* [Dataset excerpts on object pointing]

#####

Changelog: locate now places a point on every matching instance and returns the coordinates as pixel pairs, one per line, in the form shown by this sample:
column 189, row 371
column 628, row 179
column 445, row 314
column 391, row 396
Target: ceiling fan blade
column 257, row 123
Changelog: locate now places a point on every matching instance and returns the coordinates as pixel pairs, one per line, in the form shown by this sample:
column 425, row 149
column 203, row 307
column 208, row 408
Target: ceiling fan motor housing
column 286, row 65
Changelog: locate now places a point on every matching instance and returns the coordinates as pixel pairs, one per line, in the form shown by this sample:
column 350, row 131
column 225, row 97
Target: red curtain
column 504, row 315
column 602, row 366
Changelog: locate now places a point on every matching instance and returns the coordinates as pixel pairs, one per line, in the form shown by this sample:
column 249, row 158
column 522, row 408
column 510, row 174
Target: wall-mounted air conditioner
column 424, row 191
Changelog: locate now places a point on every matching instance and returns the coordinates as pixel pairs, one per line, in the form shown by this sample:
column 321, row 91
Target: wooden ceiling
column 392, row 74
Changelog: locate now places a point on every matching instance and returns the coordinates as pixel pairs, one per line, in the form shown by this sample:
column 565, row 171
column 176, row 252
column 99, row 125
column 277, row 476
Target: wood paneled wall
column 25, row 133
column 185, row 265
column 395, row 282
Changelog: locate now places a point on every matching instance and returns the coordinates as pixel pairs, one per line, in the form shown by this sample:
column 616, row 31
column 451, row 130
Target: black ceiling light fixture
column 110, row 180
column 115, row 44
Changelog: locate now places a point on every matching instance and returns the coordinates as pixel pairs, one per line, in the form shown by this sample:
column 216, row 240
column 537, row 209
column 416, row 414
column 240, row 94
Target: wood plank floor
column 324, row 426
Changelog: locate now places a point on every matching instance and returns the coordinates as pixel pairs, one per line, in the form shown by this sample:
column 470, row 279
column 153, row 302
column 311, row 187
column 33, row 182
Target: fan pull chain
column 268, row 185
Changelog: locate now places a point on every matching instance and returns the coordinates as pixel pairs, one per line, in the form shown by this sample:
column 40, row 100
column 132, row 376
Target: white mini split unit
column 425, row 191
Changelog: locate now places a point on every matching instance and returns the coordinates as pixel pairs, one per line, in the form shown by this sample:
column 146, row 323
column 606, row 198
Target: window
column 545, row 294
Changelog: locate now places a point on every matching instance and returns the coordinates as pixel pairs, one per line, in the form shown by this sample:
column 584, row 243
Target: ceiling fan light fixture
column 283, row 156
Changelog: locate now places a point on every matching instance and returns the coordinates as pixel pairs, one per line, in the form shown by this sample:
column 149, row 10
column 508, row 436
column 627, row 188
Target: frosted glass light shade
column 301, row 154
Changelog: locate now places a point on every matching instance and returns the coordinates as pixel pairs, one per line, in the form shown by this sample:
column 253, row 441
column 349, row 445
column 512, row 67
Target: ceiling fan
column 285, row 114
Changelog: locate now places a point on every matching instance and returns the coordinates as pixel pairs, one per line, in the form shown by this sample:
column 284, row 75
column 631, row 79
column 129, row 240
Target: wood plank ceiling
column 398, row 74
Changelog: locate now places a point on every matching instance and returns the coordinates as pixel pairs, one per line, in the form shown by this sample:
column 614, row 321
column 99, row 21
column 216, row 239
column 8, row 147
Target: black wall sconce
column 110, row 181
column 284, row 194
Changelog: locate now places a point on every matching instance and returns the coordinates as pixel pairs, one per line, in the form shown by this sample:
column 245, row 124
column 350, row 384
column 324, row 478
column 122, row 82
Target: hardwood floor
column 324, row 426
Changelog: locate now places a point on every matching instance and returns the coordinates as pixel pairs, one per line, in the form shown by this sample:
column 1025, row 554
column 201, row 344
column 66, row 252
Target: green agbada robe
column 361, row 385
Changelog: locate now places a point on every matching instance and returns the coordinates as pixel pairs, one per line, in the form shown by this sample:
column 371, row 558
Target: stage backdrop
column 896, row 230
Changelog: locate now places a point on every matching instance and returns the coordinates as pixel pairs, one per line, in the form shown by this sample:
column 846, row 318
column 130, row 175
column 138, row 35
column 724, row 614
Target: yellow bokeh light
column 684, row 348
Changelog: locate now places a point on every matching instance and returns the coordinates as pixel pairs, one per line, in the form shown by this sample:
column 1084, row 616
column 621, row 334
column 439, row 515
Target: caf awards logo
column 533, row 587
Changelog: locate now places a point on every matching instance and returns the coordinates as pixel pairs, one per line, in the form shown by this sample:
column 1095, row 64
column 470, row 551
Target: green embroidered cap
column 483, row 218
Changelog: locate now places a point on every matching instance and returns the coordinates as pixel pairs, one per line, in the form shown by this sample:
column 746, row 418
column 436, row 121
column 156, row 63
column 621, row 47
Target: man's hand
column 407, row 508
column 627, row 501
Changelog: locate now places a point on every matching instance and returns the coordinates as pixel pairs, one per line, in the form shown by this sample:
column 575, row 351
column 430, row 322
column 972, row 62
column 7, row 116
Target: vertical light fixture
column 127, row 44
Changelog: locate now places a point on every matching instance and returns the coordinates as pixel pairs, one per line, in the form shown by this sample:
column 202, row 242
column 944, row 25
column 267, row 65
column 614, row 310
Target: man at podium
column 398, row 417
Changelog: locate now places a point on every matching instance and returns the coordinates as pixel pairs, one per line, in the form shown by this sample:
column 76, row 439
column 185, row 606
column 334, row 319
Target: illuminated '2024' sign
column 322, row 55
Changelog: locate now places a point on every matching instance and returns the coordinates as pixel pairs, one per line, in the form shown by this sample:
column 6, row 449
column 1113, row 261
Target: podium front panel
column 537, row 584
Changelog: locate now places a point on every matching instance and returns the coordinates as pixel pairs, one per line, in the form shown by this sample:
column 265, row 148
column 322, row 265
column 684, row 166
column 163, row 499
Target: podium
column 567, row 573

#####

* [Work to be completed] Write out the records above again, keeping each one identical to the original.

* [Worked solution]
Changelog: locate now places a point on every matching instance and returns the coordinates as pixel pairs, one per line, in the form shown by this sample:
column 189, row 371
column 628, row 179
column 445, row 314
column 391, row 396
Target: ceiling fan blade
column 257, row 123
Changelog: locate now places a point on every matching instance and returns the coordinates as pixel pairs, one per line, in the form shown by this sample:
column 425, row 149
column 203, row 307
column 208, row 408
Target: ceiling fan motor housing
column 286, row 65
Changelog: locate now places a point on every matching instance and returns the coordinates as pixel pairs, one per line, in the form shown by this sample:
column 350, row 131
column 225, row 97
Target: red curtain
column 504, row 315
column 602, row 366
Changelog: locate now places a point on every matching instance and returns the coordinates as pixel pairs, one per line, in the form shown by this sample:
column 249, row 158
column 522, row 408
column 510, row 174
Target: wall-mounted air conditioner
column 424, row 191
Changelog: locate now places a point on every matching instance and returns the coordinates as pixel pairs, one per line, in the form shown by this sample:
column 321, row 91
Target: wooden ceiling
column 392, row 74
Changelog: locate now places a point on every matching instance and returns the coordinates as pixel pairs, one per line, in the form shown by this sample:
column 565, row 171
column 176, row 252
column 99, row 125
column 277, row 476
Target: wood paneled wall
column 25, row 133
column 185, row 265
column 395, row 282
Changelog: locate now places a point on every matching instance and returns the coordinates as pixel pairs, one per line, in the form shown by this sample:
column 616, row 31
column 451, row 130
Target: black ceiling light fixture
column 110, row 180
column 115, row 44
Changelog: locate now places a point on every matching instance and returns the coordinates as pixel pairs, one per line, in the form shown by this sample:
column 216, row 240
column 537, row 209
column 416, row 414
column 240, row 94
Target: wood plank floor
column 324, row 426
Changelog: locate now places a point on every matching instance and returns the coordinates as pixel pairs, one per line, in the form shown by this sample:
column 470, row 279
column 153, row 302
column 311, row 187
column 33, row 182
Target: fan pull chain
column 268, row 185
Changelog: locate now places a point on every matching instance and returns the coordinates as pixel pairs, one per line, in the form shown by this sample:
column 40, row 100
column 132, row 376
Target: white mini split unit
column 425, row 191
Changelog: locate now places a point on every matching instance and returns the coordinates as pixel pairs, one per line, in the form shown by this sample:
column 146, row 323
column 606, row 198
Target: window
column 545, row 294
Changelog: locate now places a point on every matching instance and returns the coordinates as pixel pairs, one per line, in the form shown by this sample:
column 584, row 243
Target: ceiling fan light fixture
column 283, row 156
Changelog: locate now places a point on every matching instance and returns the coordinates as pixel pairs, one per line, in the form shown by this sample:
column 149, row 10
column 508, row 436
column 627, row 188
Target: frosted glass light shade
column 301, row 154
Changelog: locate now places a point on every matching instance and returns the coordinates as pixel pairs, one per line, in the form shown by this sample:
column 253, row 441
column 349, row 445
column 512, row 67
Target: ceiling fan
column 285, row 114
Changelog: locate now places a point on every matching instance and returns the coordinates as pixel pairs, one per line, in the form shown by this sample:
column 284, row 75
column 631, row 79
column 129, row 240
Target: wood plank ceiling
column 398, row 74
Changelog: locate now places a point on every matching instance and returns the coordinates as pixel pairs, one per line, in the form shown by this sample:
column 614, row 321
column 99, row 21
column 216, row 239
column 8, row 147
Target: black wall sconce
column 110, row 181
column 284, row 194
Changelog: locate now places a point on every matching instance and returns the coordinates as pixel pairs, one per line, in the form shown by this sample:
column 245, row 124
column 350, row 384
column 324, row 478
column 122, row 82
Target: hardwood floor
column 324, row 426
Changelog: locate now places a point on every matching instance and returns the coordinates as pixel pairs, one per line, in the form shown by this sample:
column 1025, row 554
column 201, row 344
column 66, row 252
Target: green agbada robe
column 361, row 385
Changelog: locate now places a point on every matching instance and returns the coordinates as pixel pairs, one per line, in the form shown by this sample:
column 371, row 558
Target: stage backdrop
column 896, row 230
Changelog: locate now places a point on every matching instance and returns the coordinates as pixel pairs, one per line, in the form shown by this sample:
column 846, row 318
column 130, row 175
column 138, row 35
column 724, row 614
Target: yellow bokeh light
column 684, row 348
Changelog: locate now places a point on every matching instance and returns the coordinates as pixel pairs, one per line, in the form shown by this sample:
column 1084, row 616
column 621, row 334
column 439, row 515
Target: caf awards logo
column 533, row 587
Changelog: locate now places a point on every matching instance and returns the coordinates as pixel pairs, one per line, in the form shown by this sample:
column 1095, row 64
column 470, row 551
Target: green embroidered cap
column 483, row 218
Changelog: locate now places a point on every matching instance and returns the coordinates as pixel pairs, one per line, in the form shown by this sample:
column 746, row 418
column 436, row 121
column 156, row 63
column 621, row 47
Target: man's hand
column 407, row 508
column 627, row 501
Changelog: locate now places a point on every matching instance and returns the coordinates as pixel pairs, one per line, in the form shown by this sample:
column 575, row 351
column 430, row 322
column 972, row 62
column 7, row 116
Target: vertical light fixture
column 127, row 44
Changelog: locate now places a point on every matching instance and returns the coordinates as pixel pairs, one per line, in the form shown by this sample:
column 202, row 242
column 944, row 25
column 267, row 65
column 614, row 310
Target: man at podium
column 398, row 417
Changelog: locate now places a point on every matching instance and returns the coordinates as pixel pairs, one per line, in the form shown by this sample:
column 76, row 439
column 185, row 606
column 334, row 319
Target: illuminated '2024' sign
column 322, row 55
Changelog: locate now places a point on every matching instance and returns the coordinates as pixel pairs, one per line, in the form shown by this sample:
column 6, row 449
column 1113, row 261
Target: podium front panel
column 537, row 584
Changelog: locate now places a point on every matching instance and returns the coordinates as pixel pairs, one per line, in the form shown by this sample:
column 265, row 148
column 322, row 265
column 684, row 166
column 163, row 499
Target: podium
column 567, row 573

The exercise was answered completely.